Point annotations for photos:
## BEGIN

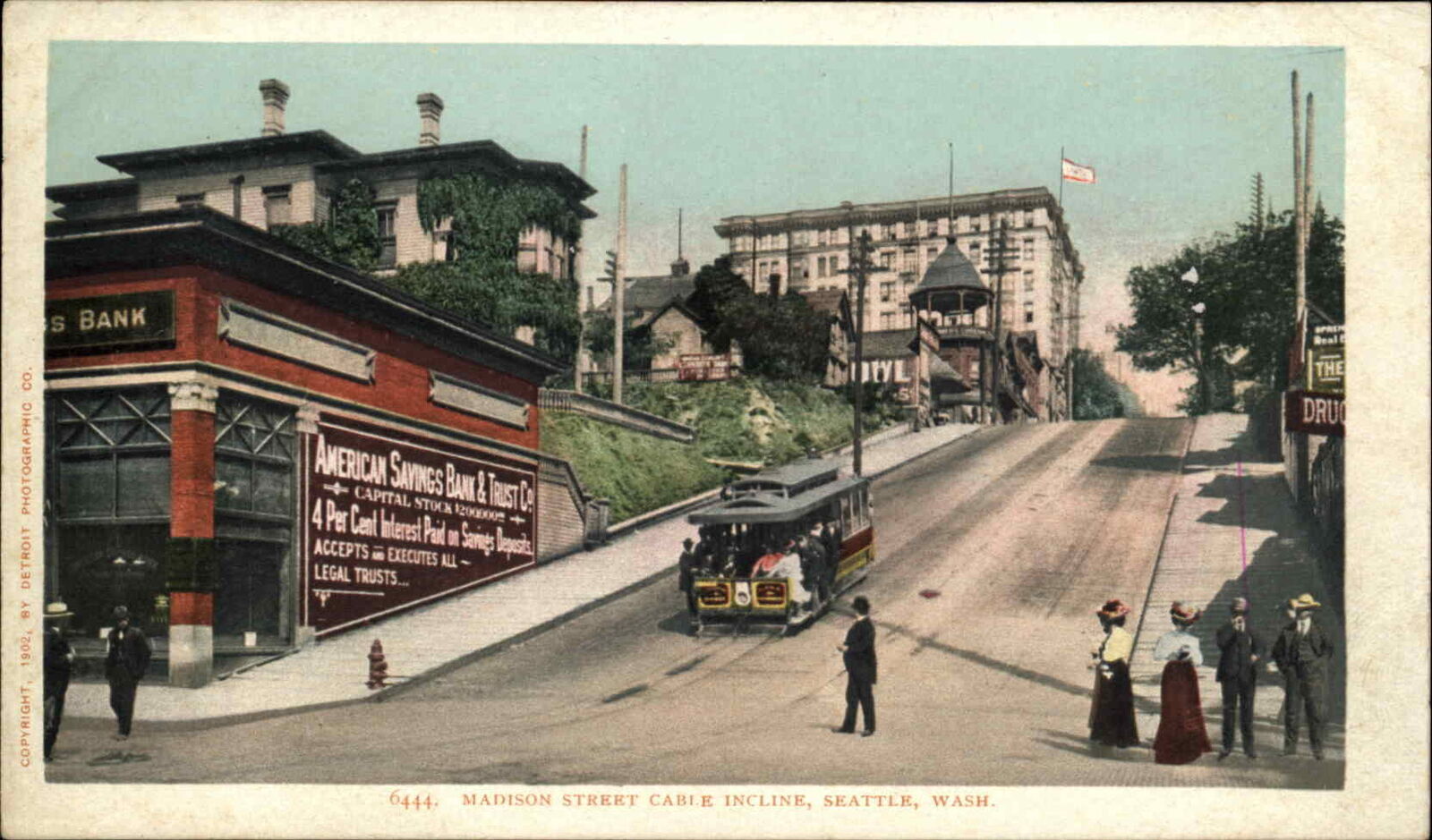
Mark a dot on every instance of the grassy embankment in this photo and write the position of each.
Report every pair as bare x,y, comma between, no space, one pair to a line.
745,420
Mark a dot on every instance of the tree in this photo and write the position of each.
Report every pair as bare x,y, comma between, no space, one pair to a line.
1095,394
718,289
1245,284
350,235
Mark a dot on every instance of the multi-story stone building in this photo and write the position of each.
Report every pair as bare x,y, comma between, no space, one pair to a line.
1017,239
290,179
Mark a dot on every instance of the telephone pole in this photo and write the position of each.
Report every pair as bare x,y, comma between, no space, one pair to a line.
619,293
859,267
582,286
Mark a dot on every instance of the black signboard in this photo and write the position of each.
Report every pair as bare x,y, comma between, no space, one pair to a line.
1315,414
109,321
393,522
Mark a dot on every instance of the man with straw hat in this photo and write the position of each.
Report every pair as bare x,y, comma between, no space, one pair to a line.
1302,653
59,656
1239,651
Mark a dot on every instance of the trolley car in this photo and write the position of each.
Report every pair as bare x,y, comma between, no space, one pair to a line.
780,546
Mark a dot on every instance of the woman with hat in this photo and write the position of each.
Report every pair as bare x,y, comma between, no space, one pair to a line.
1181,734
1112,718
59,656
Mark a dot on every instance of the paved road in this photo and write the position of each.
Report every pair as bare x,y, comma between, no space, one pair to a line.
1021,531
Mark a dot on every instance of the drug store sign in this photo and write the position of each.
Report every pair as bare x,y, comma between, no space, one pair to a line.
393,522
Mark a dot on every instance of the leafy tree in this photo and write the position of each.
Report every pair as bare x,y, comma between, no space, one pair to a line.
782,338
482,284
1095,394
1246,291
718,289
351,232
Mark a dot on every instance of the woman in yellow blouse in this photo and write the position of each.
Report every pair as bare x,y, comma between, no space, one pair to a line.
1112,718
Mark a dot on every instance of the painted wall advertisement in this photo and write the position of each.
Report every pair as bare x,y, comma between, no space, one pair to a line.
390,522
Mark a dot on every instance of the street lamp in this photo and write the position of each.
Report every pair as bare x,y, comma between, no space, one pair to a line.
1199,308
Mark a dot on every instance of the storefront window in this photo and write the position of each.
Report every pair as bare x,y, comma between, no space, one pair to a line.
109,504
255,448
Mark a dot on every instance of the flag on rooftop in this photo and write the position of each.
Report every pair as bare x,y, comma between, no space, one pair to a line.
1078,172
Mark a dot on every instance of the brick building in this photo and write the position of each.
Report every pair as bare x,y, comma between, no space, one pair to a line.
252,446
290,179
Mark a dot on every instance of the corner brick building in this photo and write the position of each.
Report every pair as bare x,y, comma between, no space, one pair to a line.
254,446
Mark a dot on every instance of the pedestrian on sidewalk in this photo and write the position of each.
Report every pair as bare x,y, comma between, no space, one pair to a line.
59,658
1239,651
1112,717
859,667
1181,733
1302,653
125,666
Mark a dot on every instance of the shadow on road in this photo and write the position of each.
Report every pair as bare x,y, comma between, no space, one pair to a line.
930,643
1142,462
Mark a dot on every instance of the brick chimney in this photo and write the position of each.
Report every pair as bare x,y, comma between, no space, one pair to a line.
430,112
276,96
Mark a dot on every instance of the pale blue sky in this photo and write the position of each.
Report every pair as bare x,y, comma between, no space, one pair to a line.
1174,132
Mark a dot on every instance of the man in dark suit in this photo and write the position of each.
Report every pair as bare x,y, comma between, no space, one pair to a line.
859,667
125,666
1240,650
1302,653
686,575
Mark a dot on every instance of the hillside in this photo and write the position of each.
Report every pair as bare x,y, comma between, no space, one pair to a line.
745,420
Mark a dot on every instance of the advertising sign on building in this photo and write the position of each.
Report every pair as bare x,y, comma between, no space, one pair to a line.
702,367
1315,414
390,522
109,321
1326,360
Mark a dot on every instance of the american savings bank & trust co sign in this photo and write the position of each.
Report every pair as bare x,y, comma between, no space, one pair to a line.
390,524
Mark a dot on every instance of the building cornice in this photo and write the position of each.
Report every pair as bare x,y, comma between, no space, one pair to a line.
204,236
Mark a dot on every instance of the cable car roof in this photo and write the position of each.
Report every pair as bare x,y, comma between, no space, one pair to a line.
771,508
789,479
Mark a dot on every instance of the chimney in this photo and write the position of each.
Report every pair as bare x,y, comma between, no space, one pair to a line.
430,110
276,96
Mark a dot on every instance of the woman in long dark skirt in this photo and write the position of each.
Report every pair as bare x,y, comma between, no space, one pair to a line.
1181,733
1112,722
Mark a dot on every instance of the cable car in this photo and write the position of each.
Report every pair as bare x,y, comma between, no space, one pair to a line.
780,546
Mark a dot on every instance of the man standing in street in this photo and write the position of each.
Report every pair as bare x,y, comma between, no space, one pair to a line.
1240,650
57,660
859,667
686,574
125,665
1302,653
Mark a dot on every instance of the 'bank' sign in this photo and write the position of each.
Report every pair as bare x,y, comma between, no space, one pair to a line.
111,321
1315,414
390,522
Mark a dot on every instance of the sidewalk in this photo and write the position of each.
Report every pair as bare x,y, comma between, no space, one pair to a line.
1233,531
444,636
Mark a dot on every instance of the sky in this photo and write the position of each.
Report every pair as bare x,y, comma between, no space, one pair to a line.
1174,133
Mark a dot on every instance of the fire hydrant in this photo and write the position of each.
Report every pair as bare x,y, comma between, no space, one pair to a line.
377,666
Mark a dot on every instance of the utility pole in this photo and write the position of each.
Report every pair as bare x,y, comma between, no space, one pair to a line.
619,295
859,267
1300,257
999,242
582,285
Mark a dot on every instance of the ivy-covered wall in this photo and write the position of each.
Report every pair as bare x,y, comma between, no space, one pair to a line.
480,281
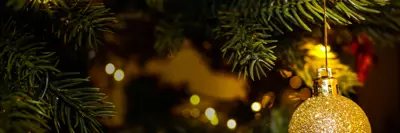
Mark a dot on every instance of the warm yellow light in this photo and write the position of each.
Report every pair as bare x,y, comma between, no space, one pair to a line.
194,99
214,121
119,75
322,48
110,68
210,113
195,112
231,124
256,106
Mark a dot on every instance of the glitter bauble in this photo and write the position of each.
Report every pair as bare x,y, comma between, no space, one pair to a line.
330,114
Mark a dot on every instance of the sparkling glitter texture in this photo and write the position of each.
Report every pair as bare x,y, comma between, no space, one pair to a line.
328,112
332,114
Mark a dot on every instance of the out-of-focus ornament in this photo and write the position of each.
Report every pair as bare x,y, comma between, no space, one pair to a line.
328,112
295,82
362,49
268,100
285,73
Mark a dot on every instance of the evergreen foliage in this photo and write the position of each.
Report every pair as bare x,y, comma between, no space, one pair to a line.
37,97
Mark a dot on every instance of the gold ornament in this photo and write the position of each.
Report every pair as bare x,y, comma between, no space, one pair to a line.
328,112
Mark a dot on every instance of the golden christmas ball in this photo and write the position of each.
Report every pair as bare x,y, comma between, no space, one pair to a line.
328,112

## END

Your task:
Reproduce every line of the data above without changing a thing, but leave the pictures out of your answer.

Result:
Mark a dot on every instance of the grassy embankment in this photo and write the position of each.
Report every pair as bare x,y, comma between, no space, one pair to a line.
745,420
Mark a dot on every instance of the tree in this photo and write the position of each.
Report every pair as bare x,y, comma between, no space, one pair to a line.
1095,394
718,289
1245,284
350,235
Mark a dot on every instance of the multi-story stone building in this photo and write the position of each.
Report every pair as bare x,y, comma between, no space, one pair to a line.
1017,239
290,179
Mark a dot on every instance of the telephone pole in this photo and write the position of each.
Report every pair as bare x,y, comma between, no space, one pair to a line.
619,293
859,267
582,286
Mark a dot on every instance of the black signboard in this photo and write the position of each.
Report every pair as bare x,y, comma between, no space, one pair to a line.
1315,414
109,321
393,522
Mark a dot on every instance of the man with straw hat in this photo and write the position of each.
Report every pair as bare x,y, comma between, no space, one pair to a line.
1302,653
59,656
1239,651
Mark a dot on every instance of the trolley car in this photo and write the position of each.
Report every pair as bare x,y, comma between, no space, one pair to a line.
780,546
Mark a dot on every instance of the woman with hat in this photo and write the position of each.
Report every pair as bare x,y, comma between, no space, one pair to a line.
1181,734
1112,718
59,656
Mark a dot on every instance of the paved road in this photo and write the position of each.
Report every pair as bare x,y, comma between, no space, one pair to a line.
1021,531
Mark a dot on every instance of the drug store sign in this photo and write the position of each.
Report every pair as bare x,y, comma between, no space, one pair to a line.
393,522
Mark a dot on every instance of the leafy tree in this photo and write the position of each.
Report every pair as bare x,y, comma between, no space, one pair to a line.
782,338
482,284
1095,394
1246,291
718,289
351,232
Mark a dot on every instance of the woman in yellow blouse in this photo and write the position of each.
Report every pair as bare x,y, comma between, no space, one pair to a line.
1112,718
Mark a dot on every instance of the painted wall advertisement in this photo and write the position of each.
Report every pair as bare x,y, comma between, no space, one pair to a line.
390,522
Mark a dot on every instance of the street lamp in this photo and write the position of each.
Report every pair as bare x,y, comma between, no space, one pair to a line.
1199,308
Mark a dot on every instance of the storefront window in this photo and write the position of each.
Report every pair as bare x,y, comma between, no space, one pair to a line.
109,504
255,448
Mark a dot on every instance of the flag on rooftop in this photo and write the position of each.
Report every pair as bare x,y, comma between, no space, one pair to a line.
1078,172
Mark a dot on every instance of the brick building in this photo and write the position of each.
Report every pair as bare x,y, comma between, no space, one pair to a line.
252,446
290,179
Mark a dot on every instance of the corner brick building in this photo and write the position of each.
Report every pair as bare x,y, comma between, no space, one pair to a line.
254,446
Mark a dot on every instance of the pedestrian on sidewalk in this photo and write the position of each.
Report every pair as bare x,y, comma between, no space, one pair to a line.
59,658
1239,651
1112,717
859,667
1181,733
1302,653
125,666
Mark a dot on every instance of the shadow on road in this photo and write the position of each.
Report every pair as bare x,y, comma between, no space, one pair to a line.
930,643
1142,462
Mark a dot on every instance of the brick chimney in this photo and write the position of each.
Report every pair as bare x,y, comma between, no space, one pair to a line.
430,112
276,96
Mark a dot on every instance of the pale blue sky in this photo and write the position of each.
Report every pair as bare x,y, comma between, no space, one pair to a line.
1174,132
Mark a dot on every instance of the man in dark suit in this photo and write the position of each.
Report every pair as bare x,y, comma between, no space, one pair to a line.
859,667
125,666
1240,650
1302,653
686,575
Mark a dot on every instance of the hillside in this photo and write the position of each.
Report every pair as bare x,y, comma between, no space, one pair to a line.
745,420
Mark a dot on every instance of the advertising sign on building in this photo and write the position of each.
Report every pair as bare x,y, comma between, no space, one pair to a line.
702,367
1315,414
390,522
109,321
1326,360
Mark a dot on every instance of the american savings bank & trust co sign in this photo and write the position of each.
Report every pair as bare x,y, comma between, no space, one pair to a line.
390,524
Mark a dot on every instance of the building cornice in this photo and write the position of each.
Report every pair as bare x,y, comma between, no space, one pair to a line.
204,236
Mark a dot on every instance of the cable car roof in this photo and write the position of each.
Report every pair as bare x,y, comma between, no space, one pair to a line.
771,508
789,479
Mark a dot on every instance of the chimney in this photo and write the position of each.
Report every pair as bare x,y, comma between, no space, one pair to a line.
430,110
276,96
Mark a dot on every instance of the woman in long dark skirt in this photo and write the position of each.
Report every pair as bare x,y, comma between, no space, one pair to a line.
1181,733
1112,722
Mark a dot on every instance of the cable car in this photo and write the position of each.
Report every pair as bare x,y, comma between, no space, one pair to a line.
780,546
Mark a dot on every instance of the man standing in street in this photo and write the position of each.
Report every pair as bare x,y, comma between, no space, one pair to a line.
1240,650
57,660
859,667
686,574
125,665
1302,653
Mark a dot on every instance of the 'bank' sign in this photo and write the position of each.
Report every pair as bare x,y, comma between, no space, one pair to a line.
111,321
1315,414
390,522
Mark a dot on every instance of the sidewalk in this photo and write the position of each.
Report every pair as bare x,y, comma between, no space, one pair to a line.
1233,531
444,636
Mark a dot on every instance of the sky in this photo and write the position of each.
Report every pair as bare x,y, comma between, no space, one pair to a line.
1174,133
Mark a dot on every instance of the fire hydrant in this photo and write the position of each.
Report every pair as bare x,y, comma between, no space, one pair to a line.
377,666
Mark a dot on every instance of the utility pole in this photo and write the position of each.
Report every pair as bare x,y, comma between, no space, one pair to a line.
619,295
859,267
1300,257
999,242
582,285
Mark a dot on every instance of the ivy-covered wall in this photo and write the position of each.
Report every pair as bare x,y, comma between, no space, one pair to a line.
480,281
Mark a dot on every instance of the warm yellow light in this photo and write the position of each.
Report every pair as bare x,y, comma between, no space, one pair to a line.
194,99
214,121
119,75
322,48
110,68
210,113
195,112
231,124
256,106
Mark a dot on every instance of the glitter bauble in this photo and write the position of each.
Report every pair as bare x,y, comma between, no space, one pair to a line.
330,114
Mark a dot on every instance of the sparkling glitter texture in this photo and write the position of each.
Report every pair as bare x,y, comma between, no space, one pair to a line.
328,112
332,114
Mark a dot on every instance of the out-of-focus ornament in this photo and write the position of each.
Report every pair as bare x,y, comma between, no space, one pair to a line.
328,112
295,82
362,49
268,100
285,73
Mark a dot on every instance of the evergreen foliage in this photo and write the position of each.
Report every pair as bare x,y, comma between, no space, one pair to a line.
37,97
Mark a dot on every instance of the gold ornament in this photo and write the position of each.
Report every pair as bare x,y, comma between, no space, one pair to a line.
328,112
Mark a dot on every instance of the golden christmas ball in this photo and write the position of each.
Report every pair as bare x,y, comma between, no space, one pair to a line.
328,112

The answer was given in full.